= Problem A =
In the text on brand safety functionality, how would you render "These values can be thresholded for discrimination of incompatible ads or for selecting best ads for the given website." in Spanish?
= Problem B =
Could you resume the text on brand safety functionality, picking up after its final sentence?
## Start Quoted text
The system provides brand safety functionality -- answer queries with a html document as an argument. The answer is vector of compatibilities for each predefined advertisement type. These values can be thresholded for discrimination of incompatible ads or for selecting best ads for the given website.
Python libaries:
- scikit-learn
- gensim
- nltk
- numpy
- flask
- BeautifulSoup
For website classification word2vec embeddings are needed.
They can be downloaded
here.
./train_text_classifier.py
This script will generate output file with trained model - classifier_data.
./train_text_classifier.py validate
This script require classifier_data file.
./test.py
This script uses test data from file data/test_data.json,
and require classifier_data file.
Before running agents, website classifier
needs to be trained with ./train_text_classifier.py.
## End Quoted text
## Start Dataset extract
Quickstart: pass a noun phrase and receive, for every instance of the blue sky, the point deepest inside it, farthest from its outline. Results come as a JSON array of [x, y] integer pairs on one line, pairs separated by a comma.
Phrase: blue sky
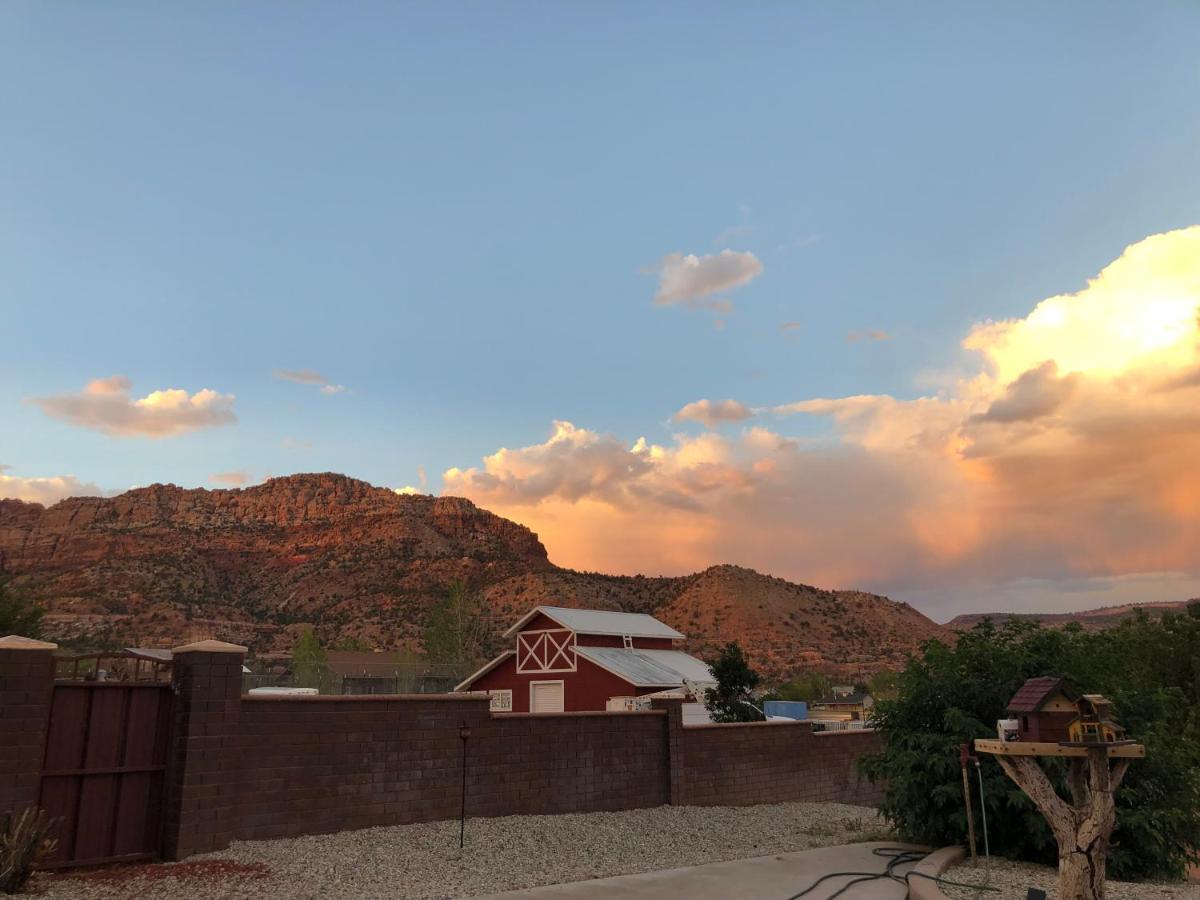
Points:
[[451, 209]]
## End Dataset extract
= Expected output A =
Estos valores pueden someterse a un umbral para descartar los anuncios incompatibles o para seleccionar los mejores anuncios para el sitio web dado.

= Expected output B =
./start_front_agent.py
In current version, only one such agent can be running in the system.
./start_worker.py <front agent ip address>
These agents can be deployed at any number on different machines (note that one such agent allocates word vectors that take above 3GB of RAM).
Following commands examples return vector of compability measurement for given webiste code:
curl -X POST localhost:5000/compat -d "<html>Some website code<\html>"
curl -X POST localhost:5000/compat -d "Or just plain text"
curl -X POST localhost:5000/compat -F "data=@index.html"